#### [PROBLEM TO SOLVE]
Nothing but the lines below between the line holding "Where can the terracotta" and the line holding "Where can the cloudy", inclusive, should appear in the answer, each set down exactly.

** EXERCISE DATA follows **

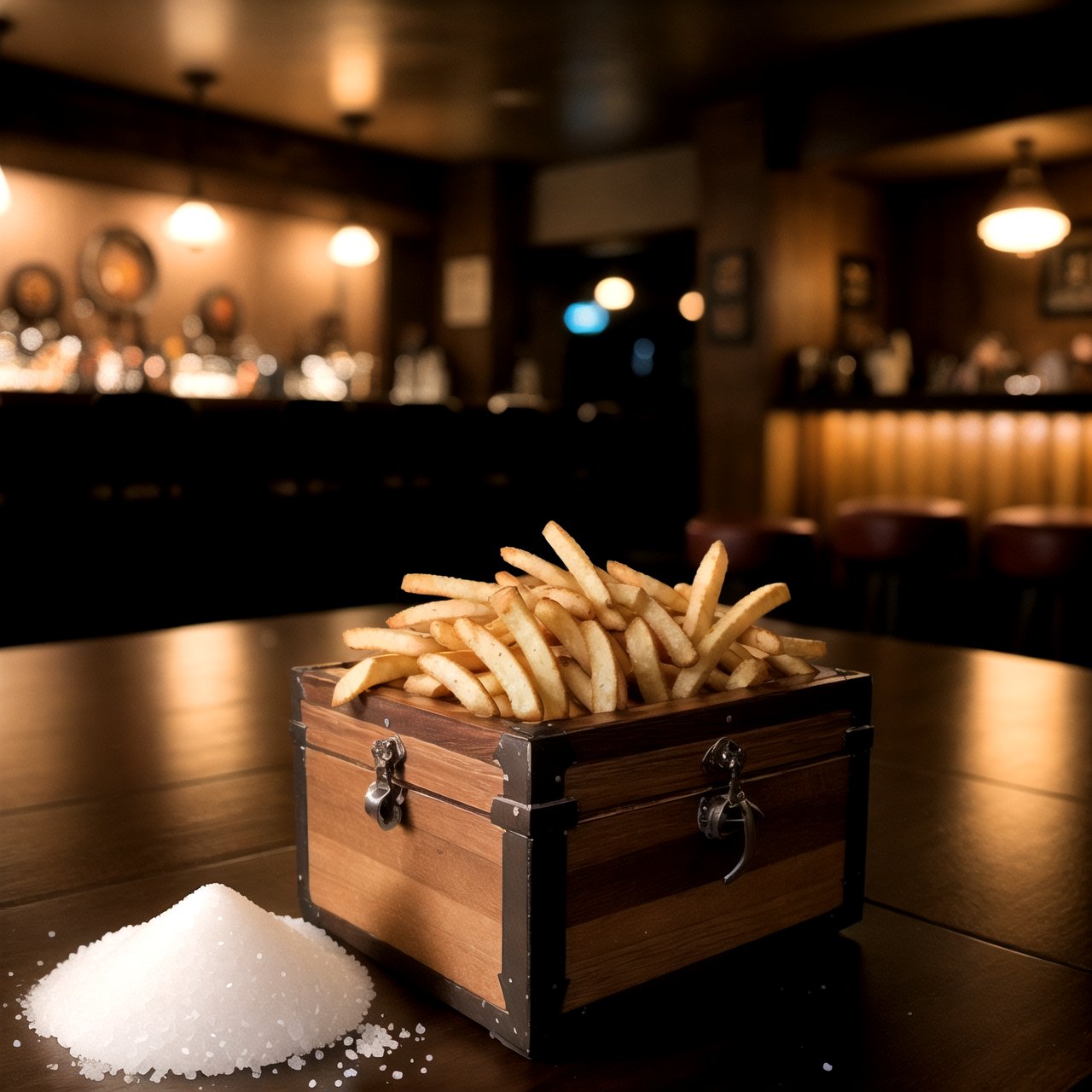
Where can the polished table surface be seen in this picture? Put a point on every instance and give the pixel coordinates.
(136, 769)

** End of EXERCISE DATA **
** EXERCISE DATA follows **

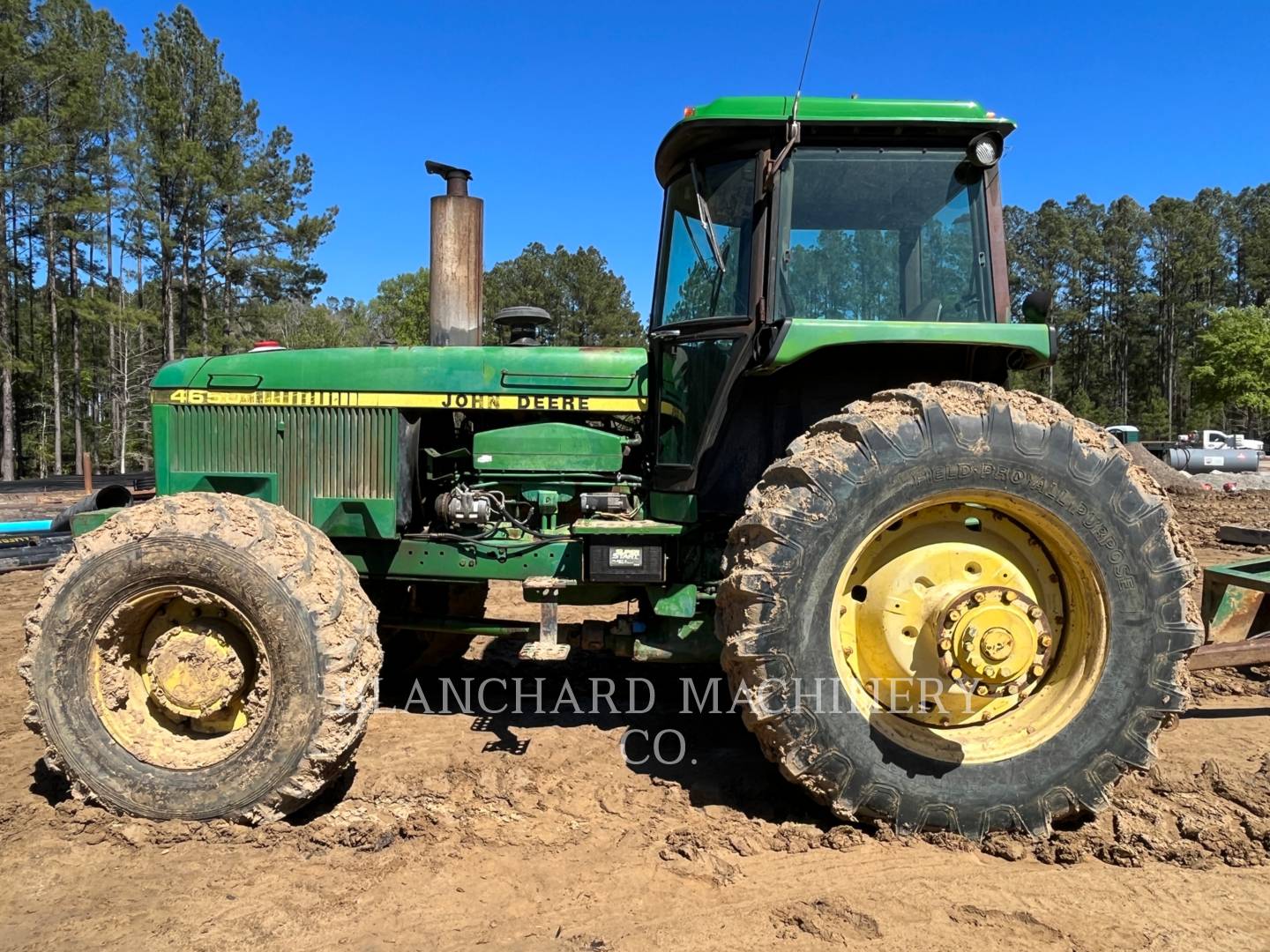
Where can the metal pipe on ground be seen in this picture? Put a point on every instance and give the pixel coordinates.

** End of EXERCISE DATA **
** EXERCISE DATA follows **

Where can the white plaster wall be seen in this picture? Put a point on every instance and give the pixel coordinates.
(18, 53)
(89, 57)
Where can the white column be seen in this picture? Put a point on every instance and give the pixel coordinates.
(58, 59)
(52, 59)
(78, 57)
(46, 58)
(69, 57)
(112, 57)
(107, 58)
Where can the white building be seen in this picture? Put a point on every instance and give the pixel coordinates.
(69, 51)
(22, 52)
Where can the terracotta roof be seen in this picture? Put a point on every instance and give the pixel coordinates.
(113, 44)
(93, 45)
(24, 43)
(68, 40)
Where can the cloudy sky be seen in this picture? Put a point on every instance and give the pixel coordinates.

** End of EXERCISE DATA **

#### [PROBLEM SOLUTION]
Where can the terracotta roof be seen in this picture? Put a point on every instance and give the pixel coordinates.
(113, 44)
(93, 45)
(24, 43)
(68, 40)
Where can the cloudy sky be seen in this picture? Put a point on every instance and give the pixel coordinates.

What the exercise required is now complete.